### TASK MATERIAL
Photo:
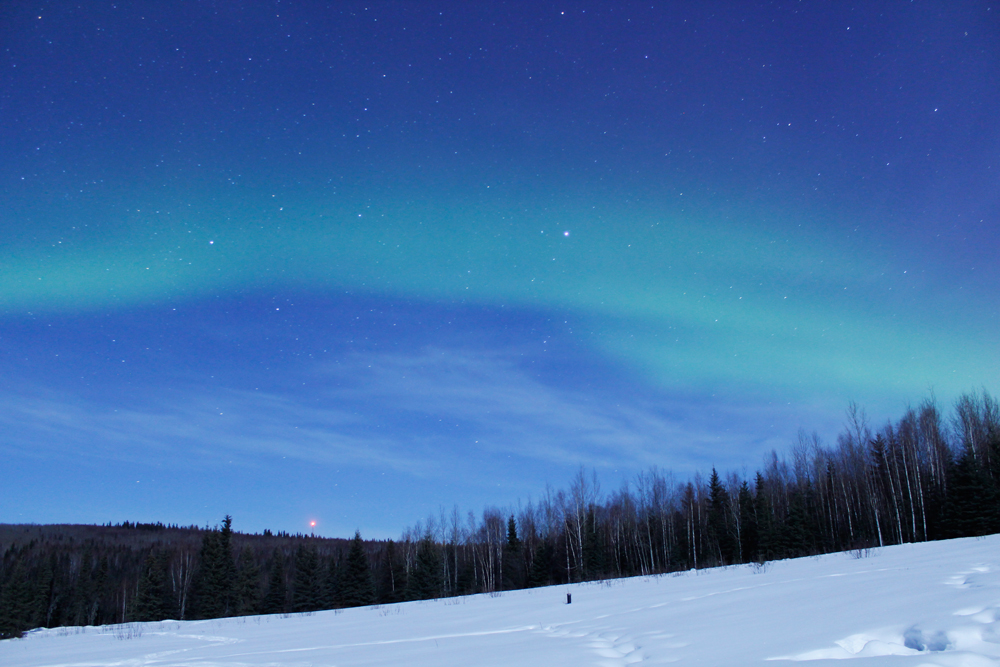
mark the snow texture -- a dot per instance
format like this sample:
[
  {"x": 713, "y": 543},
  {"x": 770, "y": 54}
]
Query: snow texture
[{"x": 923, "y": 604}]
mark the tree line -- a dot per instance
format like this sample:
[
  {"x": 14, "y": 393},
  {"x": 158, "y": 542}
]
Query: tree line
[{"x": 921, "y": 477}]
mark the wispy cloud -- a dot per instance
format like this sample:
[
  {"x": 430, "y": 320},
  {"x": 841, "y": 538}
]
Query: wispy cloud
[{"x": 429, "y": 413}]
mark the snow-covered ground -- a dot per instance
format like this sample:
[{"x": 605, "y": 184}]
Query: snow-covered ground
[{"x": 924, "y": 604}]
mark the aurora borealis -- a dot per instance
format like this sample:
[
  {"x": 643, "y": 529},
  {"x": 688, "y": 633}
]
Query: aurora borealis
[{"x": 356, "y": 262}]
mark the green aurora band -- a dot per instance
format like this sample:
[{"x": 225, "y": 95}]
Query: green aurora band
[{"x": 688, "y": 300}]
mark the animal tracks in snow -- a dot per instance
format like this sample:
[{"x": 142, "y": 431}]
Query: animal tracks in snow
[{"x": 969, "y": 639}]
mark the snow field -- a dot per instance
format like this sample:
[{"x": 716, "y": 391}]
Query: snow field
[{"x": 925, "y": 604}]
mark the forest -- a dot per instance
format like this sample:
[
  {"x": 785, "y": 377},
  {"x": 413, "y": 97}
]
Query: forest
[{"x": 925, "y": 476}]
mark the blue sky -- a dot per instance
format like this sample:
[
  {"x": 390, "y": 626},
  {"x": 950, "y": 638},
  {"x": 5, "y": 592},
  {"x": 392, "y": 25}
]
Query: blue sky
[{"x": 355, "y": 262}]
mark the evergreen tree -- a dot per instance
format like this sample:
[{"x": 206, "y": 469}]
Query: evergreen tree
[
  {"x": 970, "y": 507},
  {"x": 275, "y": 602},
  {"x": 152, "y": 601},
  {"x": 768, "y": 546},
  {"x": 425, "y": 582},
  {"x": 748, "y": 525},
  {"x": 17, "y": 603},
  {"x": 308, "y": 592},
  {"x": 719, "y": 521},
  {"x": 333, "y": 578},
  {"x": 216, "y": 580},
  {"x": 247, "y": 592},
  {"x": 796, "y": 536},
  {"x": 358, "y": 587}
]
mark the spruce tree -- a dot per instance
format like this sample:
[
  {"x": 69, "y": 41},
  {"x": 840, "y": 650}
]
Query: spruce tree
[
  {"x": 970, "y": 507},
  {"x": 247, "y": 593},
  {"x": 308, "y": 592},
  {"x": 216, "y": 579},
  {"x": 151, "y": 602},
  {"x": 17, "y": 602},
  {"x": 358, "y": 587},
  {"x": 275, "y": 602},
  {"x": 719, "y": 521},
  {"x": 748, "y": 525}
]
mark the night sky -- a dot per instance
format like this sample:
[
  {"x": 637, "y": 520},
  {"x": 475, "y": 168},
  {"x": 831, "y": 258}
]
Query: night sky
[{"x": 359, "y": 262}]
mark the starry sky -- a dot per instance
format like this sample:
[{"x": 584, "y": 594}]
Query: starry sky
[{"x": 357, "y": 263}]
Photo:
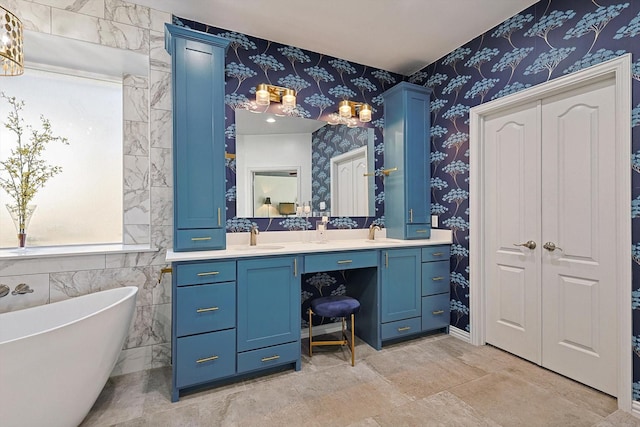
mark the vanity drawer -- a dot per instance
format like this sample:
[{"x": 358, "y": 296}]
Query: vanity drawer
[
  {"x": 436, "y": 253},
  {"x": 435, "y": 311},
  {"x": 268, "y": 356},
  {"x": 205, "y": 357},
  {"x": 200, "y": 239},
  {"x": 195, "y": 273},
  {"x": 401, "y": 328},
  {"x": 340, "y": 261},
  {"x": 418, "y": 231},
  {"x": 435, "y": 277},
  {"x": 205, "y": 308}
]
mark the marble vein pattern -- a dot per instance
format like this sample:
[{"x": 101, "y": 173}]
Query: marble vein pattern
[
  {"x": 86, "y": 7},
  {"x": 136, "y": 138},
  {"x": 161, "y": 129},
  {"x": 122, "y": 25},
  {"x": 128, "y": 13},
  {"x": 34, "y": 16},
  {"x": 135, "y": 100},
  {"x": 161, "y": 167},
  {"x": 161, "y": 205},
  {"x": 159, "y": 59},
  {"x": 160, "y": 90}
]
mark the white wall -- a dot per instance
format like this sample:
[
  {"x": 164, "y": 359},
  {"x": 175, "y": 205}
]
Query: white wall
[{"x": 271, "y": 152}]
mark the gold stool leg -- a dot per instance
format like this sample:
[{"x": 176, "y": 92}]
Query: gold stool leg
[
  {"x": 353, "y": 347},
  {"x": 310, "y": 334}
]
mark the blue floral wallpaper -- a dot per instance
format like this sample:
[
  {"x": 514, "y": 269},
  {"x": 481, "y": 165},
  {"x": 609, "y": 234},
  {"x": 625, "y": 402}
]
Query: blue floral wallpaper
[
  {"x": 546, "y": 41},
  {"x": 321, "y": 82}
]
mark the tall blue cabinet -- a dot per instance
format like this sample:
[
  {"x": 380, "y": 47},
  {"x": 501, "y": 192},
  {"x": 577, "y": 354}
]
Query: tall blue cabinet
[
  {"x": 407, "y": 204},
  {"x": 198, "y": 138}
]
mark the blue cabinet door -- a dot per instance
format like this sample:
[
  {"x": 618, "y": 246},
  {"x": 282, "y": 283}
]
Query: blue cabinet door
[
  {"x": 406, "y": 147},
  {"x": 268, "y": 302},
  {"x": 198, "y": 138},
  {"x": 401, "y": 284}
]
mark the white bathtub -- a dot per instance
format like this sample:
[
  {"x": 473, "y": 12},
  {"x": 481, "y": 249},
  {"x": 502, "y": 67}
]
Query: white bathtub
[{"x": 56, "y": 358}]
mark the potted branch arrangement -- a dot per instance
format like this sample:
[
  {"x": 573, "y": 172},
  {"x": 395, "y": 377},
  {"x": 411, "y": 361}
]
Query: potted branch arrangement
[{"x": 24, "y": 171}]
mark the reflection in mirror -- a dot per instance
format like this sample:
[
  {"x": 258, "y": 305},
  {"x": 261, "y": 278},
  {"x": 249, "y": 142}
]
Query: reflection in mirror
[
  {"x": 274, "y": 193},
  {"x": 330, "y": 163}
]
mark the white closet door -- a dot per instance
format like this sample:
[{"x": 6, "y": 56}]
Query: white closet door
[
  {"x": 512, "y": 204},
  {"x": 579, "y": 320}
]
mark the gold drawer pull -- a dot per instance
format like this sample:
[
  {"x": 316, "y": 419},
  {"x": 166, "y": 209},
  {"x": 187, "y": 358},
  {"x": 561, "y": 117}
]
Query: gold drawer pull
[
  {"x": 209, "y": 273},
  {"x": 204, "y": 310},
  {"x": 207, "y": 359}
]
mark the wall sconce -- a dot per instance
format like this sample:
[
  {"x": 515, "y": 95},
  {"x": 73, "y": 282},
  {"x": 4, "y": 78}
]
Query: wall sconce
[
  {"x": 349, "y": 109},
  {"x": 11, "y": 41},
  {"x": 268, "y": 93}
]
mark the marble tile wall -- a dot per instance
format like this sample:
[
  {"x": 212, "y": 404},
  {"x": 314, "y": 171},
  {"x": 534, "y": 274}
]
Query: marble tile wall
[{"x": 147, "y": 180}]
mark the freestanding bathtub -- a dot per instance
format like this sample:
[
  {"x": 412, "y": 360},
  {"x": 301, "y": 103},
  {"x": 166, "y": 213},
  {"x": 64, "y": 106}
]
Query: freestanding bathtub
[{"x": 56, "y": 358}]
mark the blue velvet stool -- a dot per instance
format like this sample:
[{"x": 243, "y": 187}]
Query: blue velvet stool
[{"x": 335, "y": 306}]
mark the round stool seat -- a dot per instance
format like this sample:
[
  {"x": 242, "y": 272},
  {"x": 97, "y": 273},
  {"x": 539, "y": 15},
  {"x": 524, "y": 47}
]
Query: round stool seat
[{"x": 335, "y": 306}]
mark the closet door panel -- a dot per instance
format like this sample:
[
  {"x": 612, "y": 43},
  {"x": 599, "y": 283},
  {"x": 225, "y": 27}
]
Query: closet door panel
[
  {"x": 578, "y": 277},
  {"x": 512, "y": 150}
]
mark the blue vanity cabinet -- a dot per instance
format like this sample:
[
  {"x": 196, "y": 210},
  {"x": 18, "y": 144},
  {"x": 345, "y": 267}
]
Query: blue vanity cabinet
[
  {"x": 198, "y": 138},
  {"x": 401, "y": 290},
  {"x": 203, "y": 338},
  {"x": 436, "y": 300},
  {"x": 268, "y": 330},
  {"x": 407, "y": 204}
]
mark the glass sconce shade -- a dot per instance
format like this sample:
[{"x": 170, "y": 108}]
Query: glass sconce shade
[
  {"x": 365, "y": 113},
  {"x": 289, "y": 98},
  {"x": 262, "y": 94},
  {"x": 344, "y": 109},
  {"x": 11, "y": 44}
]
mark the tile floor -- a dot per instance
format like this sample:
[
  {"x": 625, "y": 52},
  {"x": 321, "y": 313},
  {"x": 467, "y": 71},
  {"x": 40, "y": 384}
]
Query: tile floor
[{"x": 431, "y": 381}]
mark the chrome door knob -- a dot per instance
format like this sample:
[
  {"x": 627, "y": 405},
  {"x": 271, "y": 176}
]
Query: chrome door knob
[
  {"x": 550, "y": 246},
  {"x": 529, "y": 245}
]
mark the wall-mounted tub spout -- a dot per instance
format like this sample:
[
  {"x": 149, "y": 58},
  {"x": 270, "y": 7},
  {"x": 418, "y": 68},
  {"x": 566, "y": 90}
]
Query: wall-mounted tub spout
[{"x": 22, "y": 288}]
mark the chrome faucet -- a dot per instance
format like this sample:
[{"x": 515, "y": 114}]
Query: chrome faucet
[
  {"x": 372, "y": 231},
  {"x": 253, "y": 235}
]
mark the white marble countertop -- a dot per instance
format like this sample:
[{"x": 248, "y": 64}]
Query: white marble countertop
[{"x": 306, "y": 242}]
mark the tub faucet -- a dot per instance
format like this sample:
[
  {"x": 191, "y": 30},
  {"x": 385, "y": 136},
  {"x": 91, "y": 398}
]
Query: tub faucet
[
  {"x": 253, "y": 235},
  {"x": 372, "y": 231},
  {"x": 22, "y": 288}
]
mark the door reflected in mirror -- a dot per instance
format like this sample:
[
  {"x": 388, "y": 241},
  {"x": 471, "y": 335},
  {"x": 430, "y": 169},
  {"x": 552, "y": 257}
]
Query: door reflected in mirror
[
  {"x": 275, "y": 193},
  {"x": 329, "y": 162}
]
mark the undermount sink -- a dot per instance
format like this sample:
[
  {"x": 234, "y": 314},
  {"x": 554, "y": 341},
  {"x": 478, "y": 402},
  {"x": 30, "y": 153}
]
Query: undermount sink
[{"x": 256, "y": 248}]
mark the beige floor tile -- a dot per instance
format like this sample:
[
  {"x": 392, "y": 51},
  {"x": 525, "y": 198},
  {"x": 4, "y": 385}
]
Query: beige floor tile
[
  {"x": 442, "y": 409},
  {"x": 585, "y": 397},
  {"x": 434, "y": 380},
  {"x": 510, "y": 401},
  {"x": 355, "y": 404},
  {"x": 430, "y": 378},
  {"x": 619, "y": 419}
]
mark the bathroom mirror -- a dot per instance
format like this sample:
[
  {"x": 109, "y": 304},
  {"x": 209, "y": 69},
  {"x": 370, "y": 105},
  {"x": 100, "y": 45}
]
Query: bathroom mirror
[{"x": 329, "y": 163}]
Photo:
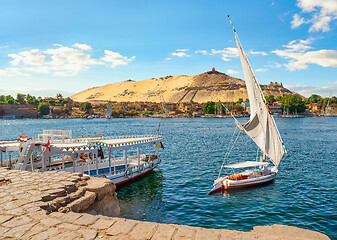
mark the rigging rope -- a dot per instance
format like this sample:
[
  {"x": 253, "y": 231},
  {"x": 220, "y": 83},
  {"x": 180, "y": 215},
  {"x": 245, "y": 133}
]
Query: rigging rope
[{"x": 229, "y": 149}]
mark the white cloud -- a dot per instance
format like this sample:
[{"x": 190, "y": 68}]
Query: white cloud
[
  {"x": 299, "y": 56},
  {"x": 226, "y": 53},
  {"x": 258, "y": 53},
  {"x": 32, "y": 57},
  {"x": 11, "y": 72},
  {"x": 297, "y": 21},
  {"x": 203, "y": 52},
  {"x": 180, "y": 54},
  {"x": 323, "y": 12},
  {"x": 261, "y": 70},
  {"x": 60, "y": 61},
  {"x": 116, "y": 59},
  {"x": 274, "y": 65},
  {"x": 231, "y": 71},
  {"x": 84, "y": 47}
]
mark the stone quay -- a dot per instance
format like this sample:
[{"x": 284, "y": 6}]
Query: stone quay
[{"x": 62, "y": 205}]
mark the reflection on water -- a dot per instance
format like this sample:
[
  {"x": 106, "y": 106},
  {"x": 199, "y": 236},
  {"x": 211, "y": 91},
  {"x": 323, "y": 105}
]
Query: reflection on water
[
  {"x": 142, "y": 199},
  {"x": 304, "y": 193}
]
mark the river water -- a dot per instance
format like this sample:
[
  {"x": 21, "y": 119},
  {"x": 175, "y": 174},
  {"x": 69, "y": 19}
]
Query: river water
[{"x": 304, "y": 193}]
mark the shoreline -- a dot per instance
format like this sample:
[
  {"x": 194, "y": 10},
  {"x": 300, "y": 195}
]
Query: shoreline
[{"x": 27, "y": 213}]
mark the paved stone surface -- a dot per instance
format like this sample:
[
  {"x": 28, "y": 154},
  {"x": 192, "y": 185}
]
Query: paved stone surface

### WHAT IS NEEDED
Copy only this span: the line that contains "mark the reflection on", the last line, and every line between them.

### OUTPUT
mark the reflection on water -- a dot per instance
format like this sample:
[
  {"x": 106, "y": 106},
  {"x": 199, "y": 236},
  {"x": 211, "y": 91},
  {"x": 323, "y": 105}
]
Query: reflection on water
[
  {"x": 142, "y": 199},
  {"x": 304, "y": 193}
]
mark the river water -- a dot per instance
format like this sample:
[
  {"x": 21, "y": 119},
  {"x": 175, "y": 174},
  {"x": 69, "y": 19}
]
Query: river water
[{"x": 304, "y": 193}]
mark the shoreline -- a dot per instance
format like this sample:
[
  {"x": 194, "y": 10},
  {"x": 300, "y": 195}
]
Query: shoreline
[{"x": 27, "y": 213}]
mark the paved stone surface -- a dot per instance
format like this sample:
[
  {"x": 28, "y": 154},
  {"x": 192, "y": 185}
]
Query: paved stone surface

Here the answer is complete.